## SOURCE DOCUMENT
Long-Term Competitiveness at Risk

Sharma expressed disappointment at the lack of ambition among Indian corporations, contrasting it with China's global drive. He shared an anecdote about being unable to find a Tata or Mahindra electric vehicle in Dubai, while having over 20 Chinese brands to choose from.

He argues that the Indian stock market itself has damaged long-term competitiveness by turning companies into "slaves" of quarterly earnings. The market discourages forays into lower-margin export markets and does not favour capital-intensive manufacturing businesses, thereby steering talent and capital towards domestic-focused services like food delivery and trading apps instead of global industrial ventures.

Investment Strategy: Bullish on Global, Cautious on Domestic

Sharma revealed that for the past 18 months, his family office has been negative on both Indian and US equities but very bullish on global stocks—a stance that has paid off. China is the single largest weight in his global fund, citing the nation's technological excellence, worker discipline, and ambition to conquer global markets.

Coordinate annotation records

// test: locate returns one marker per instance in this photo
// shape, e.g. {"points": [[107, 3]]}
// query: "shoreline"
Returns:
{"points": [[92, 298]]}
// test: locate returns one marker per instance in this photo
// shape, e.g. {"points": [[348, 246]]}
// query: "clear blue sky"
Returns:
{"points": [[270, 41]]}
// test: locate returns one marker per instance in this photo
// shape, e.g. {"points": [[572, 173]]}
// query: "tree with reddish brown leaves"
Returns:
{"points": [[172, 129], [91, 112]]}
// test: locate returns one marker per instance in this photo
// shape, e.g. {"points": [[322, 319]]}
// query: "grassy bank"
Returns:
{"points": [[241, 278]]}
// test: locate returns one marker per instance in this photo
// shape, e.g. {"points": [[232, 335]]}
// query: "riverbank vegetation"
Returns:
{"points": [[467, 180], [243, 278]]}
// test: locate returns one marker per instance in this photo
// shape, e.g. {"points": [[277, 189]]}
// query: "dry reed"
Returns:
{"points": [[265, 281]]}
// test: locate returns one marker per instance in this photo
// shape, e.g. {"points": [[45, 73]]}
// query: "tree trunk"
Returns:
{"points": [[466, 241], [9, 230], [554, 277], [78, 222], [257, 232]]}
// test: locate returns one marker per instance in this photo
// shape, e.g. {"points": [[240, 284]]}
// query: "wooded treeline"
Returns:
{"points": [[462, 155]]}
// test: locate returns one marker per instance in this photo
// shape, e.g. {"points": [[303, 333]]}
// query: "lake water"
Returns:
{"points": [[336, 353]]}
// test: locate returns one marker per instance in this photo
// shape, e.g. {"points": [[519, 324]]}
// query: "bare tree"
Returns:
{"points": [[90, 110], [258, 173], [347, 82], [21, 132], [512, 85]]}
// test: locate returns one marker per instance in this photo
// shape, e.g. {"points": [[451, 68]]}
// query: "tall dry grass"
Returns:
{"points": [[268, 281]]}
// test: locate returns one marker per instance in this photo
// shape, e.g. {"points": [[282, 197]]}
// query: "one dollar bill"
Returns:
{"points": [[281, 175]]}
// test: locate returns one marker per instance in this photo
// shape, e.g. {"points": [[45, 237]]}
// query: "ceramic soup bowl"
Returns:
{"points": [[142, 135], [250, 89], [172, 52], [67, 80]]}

## EXERCISES
A. In the excerpt on Sharma's market views, which country does his global fund hold as its single largest weight?
B. Resume the excerpt on Sharma's market views at the point where it stops.
The rows were taken from a separate source.

## RESULTS
A. China

B.
Within India, he remains extremely bullish on small-cap technology companies, though he cautions this is a high-risk segment. For the broader market, his final hope for rejuvenation lies in the upcoming Union Budget for 2026-27. He believes a meaningful revival would require either a significant boost to government capital expenditure or a reduction in capital gains taxes.

Concluding with an analogy, Sharma said the Indian bull market is "ageing and tired." It needs both rest and rejuvenation. While it is getting the rest now, the budget in February 2026 will be a critical test for providing the latter.